Scan the entries below for the word "roof", then copy each line that holds it.

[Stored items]
☆ ☆ ☆ ☆

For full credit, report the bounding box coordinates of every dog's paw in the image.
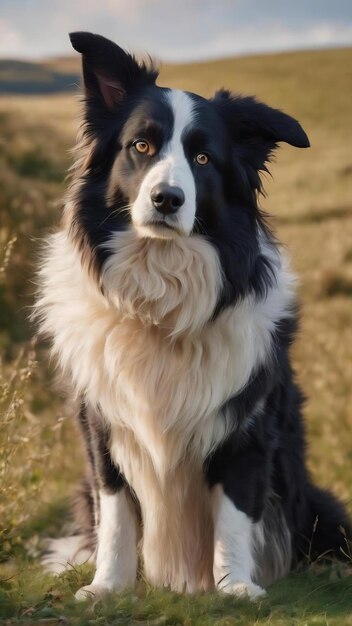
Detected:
[222,580,266,601]
[75,583,113,601]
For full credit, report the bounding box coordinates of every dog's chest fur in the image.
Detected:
[36,228,293,590]
[37,230,286,466]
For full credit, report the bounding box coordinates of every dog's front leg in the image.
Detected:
[75,488,138,600]
[75,405,138,600]
[212,486,266,601]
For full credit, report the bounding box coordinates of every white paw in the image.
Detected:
[222,580,266,601]
[75,583,112,601]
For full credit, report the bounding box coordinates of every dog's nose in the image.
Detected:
[151,184,185,215]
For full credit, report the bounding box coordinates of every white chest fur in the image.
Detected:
[36,230,293,470]
[35,228,295,590]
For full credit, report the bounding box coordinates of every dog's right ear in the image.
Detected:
[69,32,158,114]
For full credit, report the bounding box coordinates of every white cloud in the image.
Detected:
[0,19,22,57]
[0,1,351,61]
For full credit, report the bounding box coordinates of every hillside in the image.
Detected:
[0,59,79,94]
[0,46,351,96]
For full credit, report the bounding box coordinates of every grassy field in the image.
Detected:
[0,47,352,624]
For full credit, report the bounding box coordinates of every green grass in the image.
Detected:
[0,47,352,624]
[1,563,352,625]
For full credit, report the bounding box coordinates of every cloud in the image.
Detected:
[0,19,23,57]
[160,21,352,61]
[0,1,351,61]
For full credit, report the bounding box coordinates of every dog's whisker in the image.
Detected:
[193,215,207,234]
[98,205,131,227]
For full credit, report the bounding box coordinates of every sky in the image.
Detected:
[1,0,352,62]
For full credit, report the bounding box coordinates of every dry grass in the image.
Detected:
[0,47,351,624]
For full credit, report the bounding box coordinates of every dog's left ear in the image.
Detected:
[69,32,158,114]
[211,90,309,178]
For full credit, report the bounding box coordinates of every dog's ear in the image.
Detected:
[69,32,158,113]
[211,90,309,183]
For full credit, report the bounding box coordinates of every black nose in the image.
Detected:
[151,184,185,215]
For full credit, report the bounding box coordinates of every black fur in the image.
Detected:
[77,403,125,495]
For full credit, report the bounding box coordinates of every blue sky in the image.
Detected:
[1,0,352,61]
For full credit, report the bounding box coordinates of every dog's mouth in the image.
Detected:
[135,218,183,240]
[147,220,176,231]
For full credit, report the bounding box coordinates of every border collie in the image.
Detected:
[35,32,351,600]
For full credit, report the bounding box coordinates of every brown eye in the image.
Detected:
[195,153,209,165]
[134,140,150,154]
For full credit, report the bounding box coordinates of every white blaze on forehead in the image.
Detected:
[131,89,197,237]
[166,89,195,157]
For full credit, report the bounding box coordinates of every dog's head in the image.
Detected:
[68,32,309,310]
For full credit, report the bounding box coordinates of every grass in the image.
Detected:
[1,564,352,625]
[0,47,352,624]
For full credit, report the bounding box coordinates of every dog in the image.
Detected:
[35,32,351,600]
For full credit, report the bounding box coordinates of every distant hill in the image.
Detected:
[0,59,80,94]
[0,47,351,95]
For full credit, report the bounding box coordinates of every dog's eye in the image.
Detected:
[195,153,209,166]
[133,140,150,154]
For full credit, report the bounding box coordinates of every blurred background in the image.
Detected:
[0,0,351,616]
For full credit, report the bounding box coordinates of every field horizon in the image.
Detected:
[0,46,351,624]
[0,45,351,94]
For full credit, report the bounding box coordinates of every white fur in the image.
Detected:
[35,227,296,591]
[109,429,214,592]
[213,486,266,600]
[253,506,292,587]
[42,535,94,575]
[131,90,196,237]
[75,490,137,599]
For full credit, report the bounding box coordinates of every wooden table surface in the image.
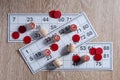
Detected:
[0,0,120,80]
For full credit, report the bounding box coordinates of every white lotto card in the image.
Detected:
[19,12,97,74]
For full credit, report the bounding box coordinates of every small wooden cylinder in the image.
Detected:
[39,28,48,37]
[67,43,75,53]
[53,58,63,67]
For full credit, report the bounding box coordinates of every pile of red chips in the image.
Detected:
[89,47,103,61]
[12,25,31,44]
[49,10,61,19]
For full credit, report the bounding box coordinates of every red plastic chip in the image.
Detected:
[83,55,90,62]
[49,10,56,18]
[70,24,77,31]
[96,47,103,55]
[12,31,20,39]
[44,49,51,56]
[89,47,96,55]
[93,54,102,61]
[50,43,59,51]
[53,34,60,42]
[18,25,26,33]
[72,34,80,42]
[23,36,31,44]
[72,54,80,63]
[54,11,61,18]
[29,22,36,29]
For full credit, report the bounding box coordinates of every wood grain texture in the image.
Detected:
[0,0,119,80]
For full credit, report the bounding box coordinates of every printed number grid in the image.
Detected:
[8,13,78,42]
[61,43,112,70]
[53,43,112,70]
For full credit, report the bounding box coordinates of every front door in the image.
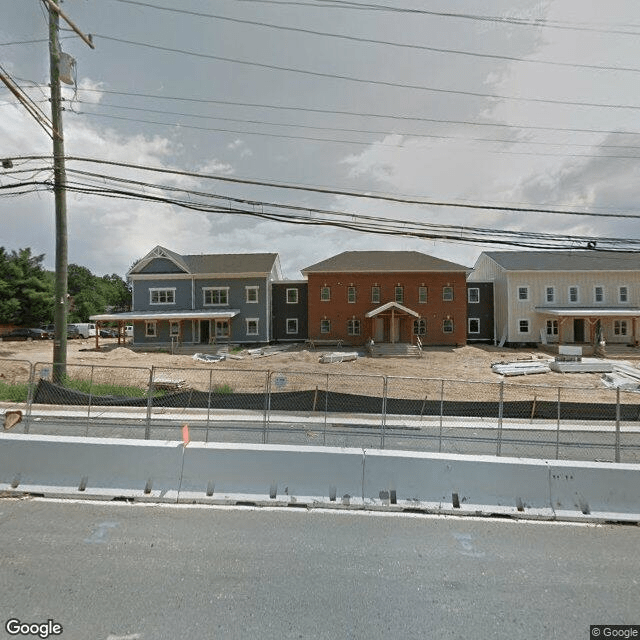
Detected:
[374,318,384,342]
[200,320,210,344]
[573,318,585,343]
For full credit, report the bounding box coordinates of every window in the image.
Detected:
[546,287,555,303]
[145,321,157,337]
[246,318,259,335]
[418,287,428,304]
[170,321,180,337]
[320,319,331,334]
[614,320,628,336]
[286,318,298,335]
[320,286,331,301]
[594,286,604,303]
[517,286,529,301]
[371,286,380,303]
[245,286,259,303]
[395,286,404,303]
[468,318,480,334]
[518,319,530,333]
[619,286,629,303]
[215,320,230,338]
[413,318,427,335]
[347,318,360,335]
[443,286,454,301]
[286,288,299,304]
[204,287,228,306]
[150,288,175,305]
[442,318,454,333]
[569,286,579,303]
[467,288,479,304]
[347,286,356,303]
[546,320,558,336]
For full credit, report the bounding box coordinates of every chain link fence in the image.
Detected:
[1,358,639,463]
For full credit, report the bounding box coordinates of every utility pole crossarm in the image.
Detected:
[41,0,95,49]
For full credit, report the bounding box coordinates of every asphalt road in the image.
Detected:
[0,499,638,640]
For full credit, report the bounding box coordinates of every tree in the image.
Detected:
[0,247,54,325]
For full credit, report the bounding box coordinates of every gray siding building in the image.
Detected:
[92,246,282,347]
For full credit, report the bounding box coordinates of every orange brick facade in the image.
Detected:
[307,271,467,346]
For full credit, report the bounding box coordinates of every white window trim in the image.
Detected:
[517,285,529,302]
[371,286,381,303]
[245,286,259,304]
[320,287,331,302]
[418,286,428,304]
[614,320,628,336]
[467,288,479,304]
[413,318,427,335]
[545,286,556,304]
[619,286,629,304]
[546,319,559,336]
[203,286,230,307]
[442,287,454,302]
[442,319,454,333]
[245,318,259,336]
[518,318,530,334]
[395,286,404,303]
[149,287,176,305]
[347,318,361,335]
[320,319,331,334]
[347,286,357,303]
[568,286,579,304]
[169,321,180,337]
[286,318,299,334]
[286,288,299,304]
[468,318,480,334]
[594,285,604,304]
[145,320,157,337]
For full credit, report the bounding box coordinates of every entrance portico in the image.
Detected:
[365,301,420,344]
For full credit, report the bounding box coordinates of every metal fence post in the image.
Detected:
[145,365,155,440]
[85,364,95,437]
[381,376,388,449]
[438,379,445,453]
[496,380,504,456]
[615,387,621,463]
[263,371,272,444]
[322,373,329,446]
[556,387,561,460]
[205,369,213,443]
[23,361,38,434]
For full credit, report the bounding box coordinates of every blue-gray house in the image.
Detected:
[92,246,282,347]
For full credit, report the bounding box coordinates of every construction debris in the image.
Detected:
[601,363,640,392]
[192,353,225,363]
[491,360,551,376]
[318,352,359,364]
[3,410,22,430]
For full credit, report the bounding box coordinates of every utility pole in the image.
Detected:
[44,0,94,382]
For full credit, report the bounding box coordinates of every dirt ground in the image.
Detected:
[2,337,640,394]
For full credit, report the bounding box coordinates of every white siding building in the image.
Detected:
[469,251,640,347]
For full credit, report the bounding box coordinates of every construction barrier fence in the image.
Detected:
[1,358,639,463]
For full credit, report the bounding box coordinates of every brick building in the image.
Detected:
[301,251,469,347]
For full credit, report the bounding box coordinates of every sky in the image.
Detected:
[2,0,640,279]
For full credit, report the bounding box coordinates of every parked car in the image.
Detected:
[67,324,80,339]
[2,328,49,341]
[99,328,118,338]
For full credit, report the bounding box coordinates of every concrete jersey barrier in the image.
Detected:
[1,433,639,522]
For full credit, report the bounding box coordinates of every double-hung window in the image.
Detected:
[467,288,479,304]
[245,286,259,303]
[204,287,229,306]
[443,287,454,302]
[150,288,175,305]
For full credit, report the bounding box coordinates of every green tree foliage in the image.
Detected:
[0,249,131,326]
[0,247,54,325]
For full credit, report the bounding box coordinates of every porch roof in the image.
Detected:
[534,307,640,317]
[90,310,241,322]
[365,301,420,318]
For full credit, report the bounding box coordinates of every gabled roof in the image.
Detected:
[301,251,469,274]
[129,245,281,277]
[482,250,640,272]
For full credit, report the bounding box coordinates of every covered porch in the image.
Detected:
[90,310,240,350]
[535,307,640,347]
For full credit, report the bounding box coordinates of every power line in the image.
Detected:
[104,0,640,75]
[94,34,640,111]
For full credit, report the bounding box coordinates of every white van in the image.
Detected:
[69,323,96,339]
[125,325,133,337]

☆ ☆ ☆ ☆

:: Answer to this problem ::
For full credit, report the bounding box coordinates of every porch roof in the image.
For full credit, report the bounding box coordinates of every gabled roof in the image.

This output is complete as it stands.